Count the lines in the records below that contain the string "steel", treating uppercase and lowercase as different, and reply with the number alone.

── Information given ──

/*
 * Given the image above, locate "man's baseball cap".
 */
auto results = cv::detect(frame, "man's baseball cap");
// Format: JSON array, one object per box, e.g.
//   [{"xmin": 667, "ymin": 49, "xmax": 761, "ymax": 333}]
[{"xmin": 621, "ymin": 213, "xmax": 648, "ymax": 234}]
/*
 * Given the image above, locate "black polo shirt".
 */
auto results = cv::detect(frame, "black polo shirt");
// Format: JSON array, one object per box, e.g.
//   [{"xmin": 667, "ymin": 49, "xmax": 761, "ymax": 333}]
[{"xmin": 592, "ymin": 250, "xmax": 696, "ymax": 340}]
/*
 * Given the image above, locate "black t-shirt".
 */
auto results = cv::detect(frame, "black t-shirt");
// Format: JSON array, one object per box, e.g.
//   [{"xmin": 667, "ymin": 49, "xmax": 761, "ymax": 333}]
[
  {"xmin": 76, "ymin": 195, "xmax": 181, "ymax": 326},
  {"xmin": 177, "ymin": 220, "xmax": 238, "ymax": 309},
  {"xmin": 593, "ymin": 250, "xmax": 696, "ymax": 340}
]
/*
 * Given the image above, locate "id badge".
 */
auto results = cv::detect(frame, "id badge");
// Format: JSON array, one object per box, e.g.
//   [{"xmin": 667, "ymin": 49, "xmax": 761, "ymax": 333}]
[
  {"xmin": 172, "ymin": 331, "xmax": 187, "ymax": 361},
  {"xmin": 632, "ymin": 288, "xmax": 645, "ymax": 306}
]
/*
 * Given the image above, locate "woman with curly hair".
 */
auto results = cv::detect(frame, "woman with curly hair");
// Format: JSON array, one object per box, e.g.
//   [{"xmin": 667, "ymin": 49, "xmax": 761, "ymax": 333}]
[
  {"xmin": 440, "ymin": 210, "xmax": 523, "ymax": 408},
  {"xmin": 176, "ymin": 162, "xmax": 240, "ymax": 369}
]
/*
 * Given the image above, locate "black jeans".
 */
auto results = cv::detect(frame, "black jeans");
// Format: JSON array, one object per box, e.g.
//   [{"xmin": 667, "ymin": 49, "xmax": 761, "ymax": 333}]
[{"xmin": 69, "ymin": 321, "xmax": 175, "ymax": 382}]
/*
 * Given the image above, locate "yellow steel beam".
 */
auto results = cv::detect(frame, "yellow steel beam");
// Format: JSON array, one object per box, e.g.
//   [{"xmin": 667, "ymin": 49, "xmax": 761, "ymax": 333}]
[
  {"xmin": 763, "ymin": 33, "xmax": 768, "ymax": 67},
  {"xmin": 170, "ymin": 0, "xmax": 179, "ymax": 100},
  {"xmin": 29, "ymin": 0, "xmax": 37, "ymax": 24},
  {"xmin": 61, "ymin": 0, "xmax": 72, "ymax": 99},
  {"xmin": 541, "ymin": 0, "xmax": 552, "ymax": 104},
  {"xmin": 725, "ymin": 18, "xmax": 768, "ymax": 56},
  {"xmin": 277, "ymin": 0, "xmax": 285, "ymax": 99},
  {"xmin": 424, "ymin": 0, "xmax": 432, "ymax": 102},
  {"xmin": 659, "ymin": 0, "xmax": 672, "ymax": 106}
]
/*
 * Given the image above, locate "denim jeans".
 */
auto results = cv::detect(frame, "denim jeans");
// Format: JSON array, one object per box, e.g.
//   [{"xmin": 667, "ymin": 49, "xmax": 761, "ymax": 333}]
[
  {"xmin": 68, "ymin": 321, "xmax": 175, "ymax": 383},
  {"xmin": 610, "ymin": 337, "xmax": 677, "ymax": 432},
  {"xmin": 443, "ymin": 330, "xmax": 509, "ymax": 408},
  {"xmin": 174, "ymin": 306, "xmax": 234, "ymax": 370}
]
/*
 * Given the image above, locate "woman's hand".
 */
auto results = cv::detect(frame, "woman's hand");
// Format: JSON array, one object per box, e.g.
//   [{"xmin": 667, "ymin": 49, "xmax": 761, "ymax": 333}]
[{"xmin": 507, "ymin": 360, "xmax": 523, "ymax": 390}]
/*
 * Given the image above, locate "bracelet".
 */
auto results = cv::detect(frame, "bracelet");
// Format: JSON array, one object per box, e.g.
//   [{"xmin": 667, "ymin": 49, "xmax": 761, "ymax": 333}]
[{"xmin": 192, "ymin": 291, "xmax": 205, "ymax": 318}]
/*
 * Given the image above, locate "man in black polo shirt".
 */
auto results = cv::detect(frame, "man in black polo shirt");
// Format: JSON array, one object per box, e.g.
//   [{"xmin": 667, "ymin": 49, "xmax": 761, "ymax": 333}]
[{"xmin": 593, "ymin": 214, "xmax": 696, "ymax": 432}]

───

▶ [Finished answer]
2